PROBLEM REQUIREMENTS:
Quote the records that follow in full, leaving the pictures out.

::: INPUT RECORDS :::

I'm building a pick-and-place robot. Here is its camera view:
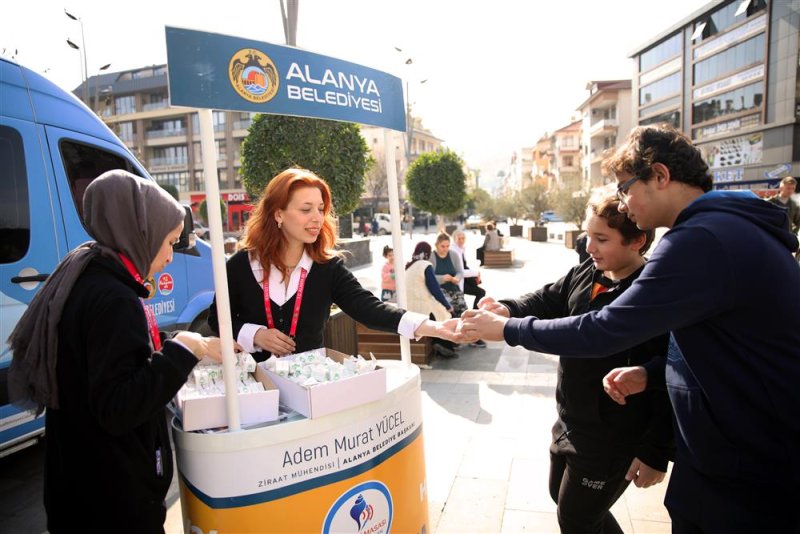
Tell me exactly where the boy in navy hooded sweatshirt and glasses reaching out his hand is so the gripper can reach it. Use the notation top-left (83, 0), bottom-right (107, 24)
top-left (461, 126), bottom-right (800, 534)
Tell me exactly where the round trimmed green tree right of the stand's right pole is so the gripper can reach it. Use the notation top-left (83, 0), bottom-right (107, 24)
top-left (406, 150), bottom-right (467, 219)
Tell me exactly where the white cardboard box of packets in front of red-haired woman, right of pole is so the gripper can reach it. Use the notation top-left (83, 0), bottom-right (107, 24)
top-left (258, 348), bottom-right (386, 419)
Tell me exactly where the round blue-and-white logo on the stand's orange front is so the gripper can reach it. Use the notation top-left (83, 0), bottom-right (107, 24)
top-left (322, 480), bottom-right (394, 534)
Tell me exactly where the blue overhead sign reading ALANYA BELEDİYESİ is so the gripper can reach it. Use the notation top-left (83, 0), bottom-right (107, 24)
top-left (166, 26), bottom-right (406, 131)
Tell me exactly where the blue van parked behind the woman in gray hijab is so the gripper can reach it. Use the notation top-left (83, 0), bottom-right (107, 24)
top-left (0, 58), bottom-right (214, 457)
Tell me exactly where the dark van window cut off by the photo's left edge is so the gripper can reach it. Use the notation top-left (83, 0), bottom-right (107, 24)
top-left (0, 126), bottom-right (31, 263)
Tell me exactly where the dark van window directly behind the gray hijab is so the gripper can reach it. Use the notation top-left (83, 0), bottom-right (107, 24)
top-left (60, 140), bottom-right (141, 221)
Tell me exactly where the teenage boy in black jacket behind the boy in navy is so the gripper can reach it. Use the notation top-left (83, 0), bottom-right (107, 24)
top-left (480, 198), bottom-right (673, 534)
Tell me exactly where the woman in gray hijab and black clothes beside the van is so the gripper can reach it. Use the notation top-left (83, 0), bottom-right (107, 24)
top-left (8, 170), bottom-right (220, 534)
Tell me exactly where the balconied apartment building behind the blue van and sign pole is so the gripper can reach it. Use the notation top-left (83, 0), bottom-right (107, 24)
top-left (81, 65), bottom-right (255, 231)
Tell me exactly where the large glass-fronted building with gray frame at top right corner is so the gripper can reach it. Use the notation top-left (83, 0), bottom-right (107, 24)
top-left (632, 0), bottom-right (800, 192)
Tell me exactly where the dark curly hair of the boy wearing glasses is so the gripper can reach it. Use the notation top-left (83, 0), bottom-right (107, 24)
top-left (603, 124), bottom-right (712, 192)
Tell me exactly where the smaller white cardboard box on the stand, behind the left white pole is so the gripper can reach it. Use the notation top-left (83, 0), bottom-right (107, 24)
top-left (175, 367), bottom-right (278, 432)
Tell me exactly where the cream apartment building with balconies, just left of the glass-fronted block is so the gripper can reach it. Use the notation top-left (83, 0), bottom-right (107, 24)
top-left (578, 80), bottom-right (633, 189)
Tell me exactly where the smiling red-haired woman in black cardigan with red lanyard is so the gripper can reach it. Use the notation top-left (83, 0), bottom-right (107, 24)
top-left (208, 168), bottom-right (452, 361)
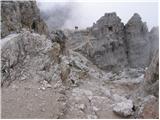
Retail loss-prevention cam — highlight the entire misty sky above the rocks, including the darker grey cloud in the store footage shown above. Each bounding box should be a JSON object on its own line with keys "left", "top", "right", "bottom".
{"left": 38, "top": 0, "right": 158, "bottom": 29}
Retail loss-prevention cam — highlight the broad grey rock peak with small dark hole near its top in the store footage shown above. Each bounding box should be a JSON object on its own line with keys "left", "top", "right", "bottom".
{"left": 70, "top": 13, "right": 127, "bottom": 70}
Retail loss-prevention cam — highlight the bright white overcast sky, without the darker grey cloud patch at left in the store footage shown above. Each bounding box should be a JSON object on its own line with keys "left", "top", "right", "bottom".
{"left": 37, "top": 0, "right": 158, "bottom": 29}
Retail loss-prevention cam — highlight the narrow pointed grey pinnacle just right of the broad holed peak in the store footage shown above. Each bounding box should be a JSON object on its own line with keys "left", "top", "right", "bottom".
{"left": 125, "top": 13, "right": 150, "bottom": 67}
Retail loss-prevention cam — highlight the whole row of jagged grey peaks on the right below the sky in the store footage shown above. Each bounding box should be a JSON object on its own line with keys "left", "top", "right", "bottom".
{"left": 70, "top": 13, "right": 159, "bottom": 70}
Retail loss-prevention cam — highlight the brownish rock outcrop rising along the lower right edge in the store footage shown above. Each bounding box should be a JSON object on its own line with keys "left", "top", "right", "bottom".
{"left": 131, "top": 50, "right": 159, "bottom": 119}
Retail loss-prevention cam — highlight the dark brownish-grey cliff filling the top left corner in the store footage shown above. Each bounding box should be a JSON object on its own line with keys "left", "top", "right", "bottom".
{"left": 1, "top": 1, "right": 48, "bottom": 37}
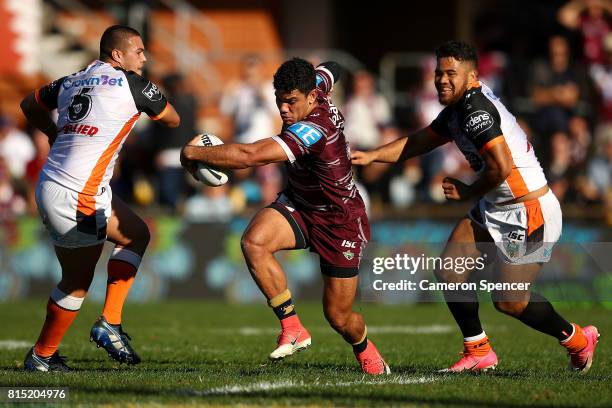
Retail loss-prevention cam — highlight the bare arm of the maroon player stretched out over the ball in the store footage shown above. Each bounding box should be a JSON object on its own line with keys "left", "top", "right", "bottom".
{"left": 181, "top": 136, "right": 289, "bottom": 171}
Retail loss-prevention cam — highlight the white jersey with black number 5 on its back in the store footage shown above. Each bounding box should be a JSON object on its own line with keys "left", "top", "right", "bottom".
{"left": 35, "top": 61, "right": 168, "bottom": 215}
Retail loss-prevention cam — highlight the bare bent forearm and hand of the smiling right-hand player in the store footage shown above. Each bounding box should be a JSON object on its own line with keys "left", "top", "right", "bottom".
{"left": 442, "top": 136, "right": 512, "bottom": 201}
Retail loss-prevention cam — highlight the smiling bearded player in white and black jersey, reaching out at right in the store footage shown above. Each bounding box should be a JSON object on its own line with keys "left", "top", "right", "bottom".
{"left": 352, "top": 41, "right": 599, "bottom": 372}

:::

SOLUTION TO THIS PROBLEM:
I'm building a pick-and-place robot. Here is its camera view:
Tell me exactly where the boy in navy hooded sweatshirt and glasses reaching out his hand is so the gripper can reach it. Use the notation top-left (83, 0), bottom-right (107, 24)
top-left (461, 126), bottom-right (800, 534)
Tell me exactly where the round trimmed green tree right of the stand's right pole is so the gripper can reach it. Use the notation top-left (83, 0), bottom-right (107, 24)
top-left (406, 150), bottom-right (467, 219)
Tell me exactly where the white cardboard box of packets in front of red-haired woman, right of pole is so the gripper can reach it. Use the notation top-left (83, 0), bottom-right (107, 24)
top-left (258, 348), bottom-right (386, 419)
Tell me exactly where the round blue-and-white logo on the stand's orange front is so the gripper can reach it. Use the notation top-left (83, 0), bottom-right (107, 24)
top-left (322, 480), bottom-right (394, 534)
Tell me exactly where the blue overhead sign reading ALANYA BELEDİYESİ is so the gripper can reach it. Use the notation top-left (83, 0), bottom-right (107, 24)
top-left (166, 26), bottom-right (406, 131)
Tell me exactly where the blue van parked behind the woman in gray hijab is so the gripper can reach it. Use the notation top-left (83, 0), bottom-right (107, 24)
top-left (0, 58), bottom-right (214, 457)
Tell me exactly where the dark van window cut off by the photo's left edge is so the gripper can reach it. Use the notation top-left (83, 0), bottom-right (107, 24)
top-left (0, 126), bottom-right (31, 263)
Tell me exactly where the dark van window directly behind the gray hijab is so the gripper can reach it. Use the notation top-left (83, 0), bottom-right (107, 24)
top-left (60, 140), bottom-right (141, 221)
Tell me exactly where the teenage boy in black jacket behind the boy in navy is so the gripper can reach it. Use the notation top-left (83, 0), bottom-right (107, 24)
top-left (480, 198), bottom-right (673, 534)
Tell me exactly where the woman in gray hijab and black clothes beside the van is so the gripper can reach it. Use the notation top-left (83, 0), bottom-right (107, 24)
top-left (8, 170), bottom-right (220, 534)
Tell me exactly where the balconied apartment building behind the blue van and sign pole is so the gripper can reach it. Use the notation top-left (83, 0), bottom-right (107, 24)
top-left (81, 65), bottom-right (255, 231)
Tell me exactly where the large glass-fronted building with gray frame at top right corner is so the gripper can reach it. Use the notation top-left (83, 0), bottom-right (107, 24)
top-left (632, 0), bottom-right (800, 192)
Tell me exactly where the dark curly hair of the boy wearing glasses is so the gripper can reach it. Use the notation top-left (83, 0), bottom-right (107, 24)
top-left (603, 124), bottom-right (712, 192)
Tell me exactly where the smaller white cardboard box on the stand, behind the left white pole is so the gripper can reach it. Use the notation top-left (83, 0), bottom-right (107, 24)
top-left (175, 367), bottom-right (278, 432)
Tell me exactly where the cream apartment building with balconies, just left of the glass-fronted block is so the gripper can reach it. Use the notation top-left (83, 0), bottom-right (107, 24)
top-left (578, 80), bottom-right (633, 189)
Tell me exactly where the smiling red-haired woman in black cardigan with red lanyard is so the gripper can reach it. Use the notation top-left (83, 0), bottom-right (107, 24)
top-left (208, 168), bottom-right (452, 361)
Retail loss-prevention cam — highlight the entire misty sky above the rocks, including the darker grey cloud in the store footage shown above. Each bounding box should be a JSON object on its own line with keys "left", "top", "right", "bottom".
{"left": 38, "top": 0, "right": 158, "bottom": 29}
Retail loss-prevention cam — highlight the broad grey rock peak with small dark hole near its top in the store footage shown above. Each bounding box should be a JSON object on its own line with keys "left", "top", "right", "bottom".
{"left": 70, "top": 13, "right": 127, "bottom": 70}
Retail loss-prevention cam — highlight the bright white overcast sky, without the darker grey cloud patch at left in the store footage shown above. Each bounding box should be a JSON object on its own line with keys "left", "top", "right", "bottom".
{"left": 37, "top": 0, "right": 158, "bottom": 29}
Retail loss-prevention cam — highlight the narrow pointed grey pinnacle just right of the broad holed peak in the store footage shown above. Each bounding box should be a JSON object on its own line with keys "left", "top", "right", "bottom".
{"left": 125, "top": 13, "right": 150, "bottom": 67}
Retail loss-prevention cam — highlight the whole row of jagged grey peaks on the right below the sky in the store footage shown above. Each bounding box should be a JSON object on its own line with keys "left", "top", "right", "bottom".
{"left": 70, "top": 13, "right": 159, "bottom": 70}
Retail loss-prevention cam — highlight the brownish rock outcrop rising along the lower right edge in the store footage shown above. Each bounding box should be a JSON object on its own line with keys "left", "top", "right", "bottom".
{"left": 131, "top": 50, "right": 159, "bottom": 119}
Retail loss-prevention cam — highlight the dark brownish-grey cliff filling the top left corner in the store footage shown above. Each bounding box should be a JSON object on its own line with keys "left", "top", "right", "bottom".
{"left": 1, "top": 1, "right": 48, "bottom": 37}
Retail loss-prevention cam — highlight the bare arm of the maroon player stretched out over the ball in the store footage shown above. Each bounding box should be a JSON object on its own line with keys "left", "top", "right", "bottom".
{"left": 181, "top": 136, "right": 289, "bottom": 171}
Retail loss-prevention cam — highlight the white jersey with black number 5 on its back in the store footage shown above. Each bounding box should be a JSON object on its own line with keys "left", "top", "right", "bottom".
{"left": 35, "top": 61, "right": 168, "bottom": 215}
Retail loss-prevention cam — highlight the bare bent forearm and hand of the smiling right-hand player in the store footage shown above. Each bounding box should be a JSON object on its own line with keys "left", "top", "right", "bottom".
{"left": 442, "top": 136, "right": 512, "bottom": 201}
Retail loss-prevention cam — highlight the smiling bearded player in white and black jersey, reaching out at right in the store footage shown above. Each bounding box should be a JSON object on its own line with keys "left", "top", "right", "bottom".
{"left": 352, "top": 41, "right": 599, "bottom": 372}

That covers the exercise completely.